• _Trecho para leitura_

::::::::::

Casamento de interesse



BRASÍLIA - Quando o Estatuto da Criança e do Adolescente foi lançado, ninguém levava a sério essa história de voluntariado, de gente de barriga cheia dedicando tempo e energia para os de barriga vazia. "É coisa de americano", ironizavam.
Pois é. Dez anos depois, o Brasil é o quinto país do mundo em voluntários, com 22% dos seus adultos envolvidos em projetos solidários, de infância, saúde, educação, profissionalização. Como comparação, na França, que é a França, são 23%.
FHC abriu a agenda do Alvorada ontem para Milu Vilela e a comissão do Ano Internacional do Voluntário, criada pela ONU. Gente com sobrenome, dinheiro e disposição.
Foram convidar FHC, Ruth Cardoso e ministros das áreas sociais para participarem de campanhas de divulgação e arregimentação de novos voluntários na guerra contra a exclusão social. Jovens, de preferência.
E FHC: "Acho que o governo atrapalha mais do que ajuda". Em que sentido? Tudo o que vem do governo é cercado de desconfiança. Com a popularidade de FHC lá embaixo, fica pior. Quando põe a cara convocando a população para o que quer que seja, o efeito é contrário. Ninguém dá ouvidos, ou todo mundo vira a cara.
Mesmo assim, FHC topou dar uma aula, ou participar de uma ação de saúde, ou se envolver de alguma forma da campanha, mas ficando claro que só como mero convidado.
Por que aceitou? A chave da resposta pode estar na sugestão dele para que a comissão se entendesse com Andrea Matarazzo, o homem da publicidade do presidente e do governo.
A comissão acha ótimo ter figurões como FHC, Ruth, Serra e Paulo Renato atuando (ou encenando) como voluntários. Eles devem achar ótimo estarem envolvidos em projetos politicamente corretos, "do bem".
Do ponto de vista da sociedade, os voluntários devem se multiplicar, mas sem servir de pretexto para a omissão do Estado. Até porque, como a gente vê, lê e sofre todos os dias, o que era só politicamente correto está virando dramaticamente urgente.

::::::::::

• _Registros extraídos_
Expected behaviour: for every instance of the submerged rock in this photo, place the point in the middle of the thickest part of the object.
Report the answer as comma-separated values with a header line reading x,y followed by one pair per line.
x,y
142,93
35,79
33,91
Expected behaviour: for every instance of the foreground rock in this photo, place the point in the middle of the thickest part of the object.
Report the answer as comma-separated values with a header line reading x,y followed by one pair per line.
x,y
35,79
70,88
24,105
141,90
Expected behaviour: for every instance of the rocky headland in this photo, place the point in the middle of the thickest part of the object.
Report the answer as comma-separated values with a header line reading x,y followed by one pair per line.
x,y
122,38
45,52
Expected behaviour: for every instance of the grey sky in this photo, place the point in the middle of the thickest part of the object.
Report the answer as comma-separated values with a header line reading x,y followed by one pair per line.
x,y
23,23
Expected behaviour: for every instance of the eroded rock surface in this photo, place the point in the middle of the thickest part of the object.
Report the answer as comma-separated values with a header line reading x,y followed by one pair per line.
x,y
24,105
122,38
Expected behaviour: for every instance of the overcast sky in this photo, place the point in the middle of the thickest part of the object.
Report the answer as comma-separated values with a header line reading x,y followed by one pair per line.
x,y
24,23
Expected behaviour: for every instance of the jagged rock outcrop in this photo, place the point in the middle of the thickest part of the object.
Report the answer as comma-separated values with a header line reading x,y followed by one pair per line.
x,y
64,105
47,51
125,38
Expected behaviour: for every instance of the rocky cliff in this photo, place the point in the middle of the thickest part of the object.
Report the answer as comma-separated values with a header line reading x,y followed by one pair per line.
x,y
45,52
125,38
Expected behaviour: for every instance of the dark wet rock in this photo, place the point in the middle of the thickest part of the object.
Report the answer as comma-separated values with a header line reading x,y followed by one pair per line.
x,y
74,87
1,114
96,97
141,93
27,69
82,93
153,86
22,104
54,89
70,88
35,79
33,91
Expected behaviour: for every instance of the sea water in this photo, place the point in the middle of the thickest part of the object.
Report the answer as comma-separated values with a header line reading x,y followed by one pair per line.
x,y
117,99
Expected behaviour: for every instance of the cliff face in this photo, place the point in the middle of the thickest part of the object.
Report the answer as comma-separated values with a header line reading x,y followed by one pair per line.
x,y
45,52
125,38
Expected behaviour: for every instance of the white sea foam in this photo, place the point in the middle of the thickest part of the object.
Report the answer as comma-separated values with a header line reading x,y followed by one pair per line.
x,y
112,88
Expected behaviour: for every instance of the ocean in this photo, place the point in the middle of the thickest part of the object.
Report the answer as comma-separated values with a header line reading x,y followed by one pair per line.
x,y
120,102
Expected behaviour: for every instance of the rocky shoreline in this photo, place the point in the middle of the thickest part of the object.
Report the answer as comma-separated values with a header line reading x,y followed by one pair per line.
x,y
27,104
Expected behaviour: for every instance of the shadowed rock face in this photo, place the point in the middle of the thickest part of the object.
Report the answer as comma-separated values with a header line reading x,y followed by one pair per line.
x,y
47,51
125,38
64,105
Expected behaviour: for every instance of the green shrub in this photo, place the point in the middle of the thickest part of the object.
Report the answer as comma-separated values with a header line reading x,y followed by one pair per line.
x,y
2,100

::::::::::

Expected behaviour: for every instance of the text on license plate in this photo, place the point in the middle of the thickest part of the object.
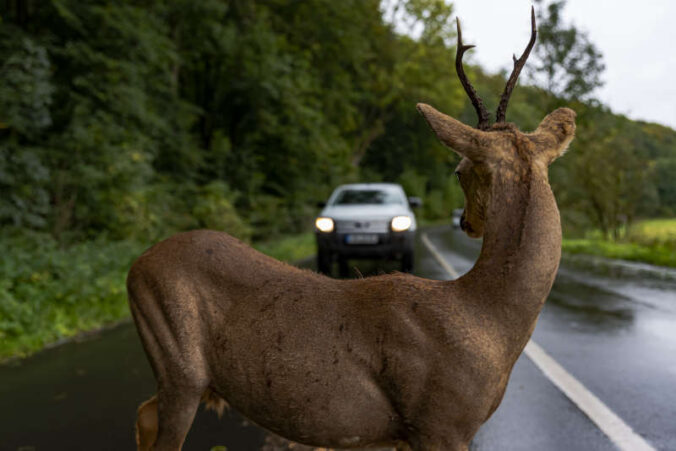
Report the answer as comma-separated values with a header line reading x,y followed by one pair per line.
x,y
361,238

::::::::::

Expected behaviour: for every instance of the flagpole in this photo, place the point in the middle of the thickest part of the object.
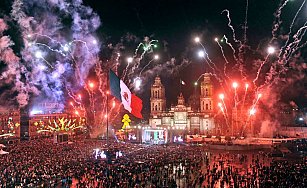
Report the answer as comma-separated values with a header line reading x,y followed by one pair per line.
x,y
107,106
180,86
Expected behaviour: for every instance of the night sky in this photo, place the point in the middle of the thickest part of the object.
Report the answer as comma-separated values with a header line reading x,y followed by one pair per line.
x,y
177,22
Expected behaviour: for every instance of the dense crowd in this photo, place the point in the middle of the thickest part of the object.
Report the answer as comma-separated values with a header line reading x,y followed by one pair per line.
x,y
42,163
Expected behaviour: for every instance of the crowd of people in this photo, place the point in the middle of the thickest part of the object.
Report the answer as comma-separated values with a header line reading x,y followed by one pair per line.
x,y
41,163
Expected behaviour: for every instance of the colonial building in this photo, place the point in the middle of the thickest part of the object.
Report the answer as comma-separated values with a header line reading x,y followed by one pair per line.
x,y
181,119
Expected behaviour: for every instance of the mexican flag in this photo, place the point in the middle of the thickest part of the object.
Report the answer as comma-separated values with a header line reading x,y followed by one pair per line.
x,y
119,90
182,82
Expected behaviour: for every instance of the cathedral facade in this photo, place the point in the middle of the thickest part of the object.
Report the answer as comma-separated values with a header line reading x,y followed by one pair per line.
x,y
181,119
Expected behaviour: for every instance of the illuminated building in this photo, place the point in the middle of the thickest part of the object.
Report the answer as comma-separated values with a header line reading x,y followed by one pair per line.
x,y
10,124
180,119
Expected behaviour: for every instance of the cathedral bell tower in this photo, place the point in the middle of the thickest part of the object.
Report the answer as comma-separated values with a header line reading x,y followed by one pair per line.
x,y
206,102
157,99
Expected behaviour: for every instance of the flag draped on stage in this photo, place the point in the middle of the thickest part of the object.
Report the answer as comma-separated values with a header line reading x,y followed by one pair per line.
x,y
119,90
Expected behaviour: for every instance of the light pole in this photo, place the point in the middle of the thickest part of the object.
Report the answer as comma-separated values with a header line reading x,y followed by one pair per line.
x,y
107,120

::::::::::

• _Tarefa 1_
De acordo com o trecho sobre o voluntariado no Brasil, que porcentagem dos adultos brasileiros participa de projetos solidários?
• _Tarefa 2_
Repita, sem alterações, a parte do trecho sobre o voluntariado que vai de "FHC abriu a" a "dinheiro e disposição.", com ambas as expressões incluídas.

• _Resposta escrita 1_
22% dos adultos brasileiros.

• _Resposta escrita 2_
FHC abriu a agenda do Alvorada ontem para Milu Vilela e a comissão do Ano Internacional do Voluntário, criada pela ONU. Gente com sobrenome, dinheiro e disposição.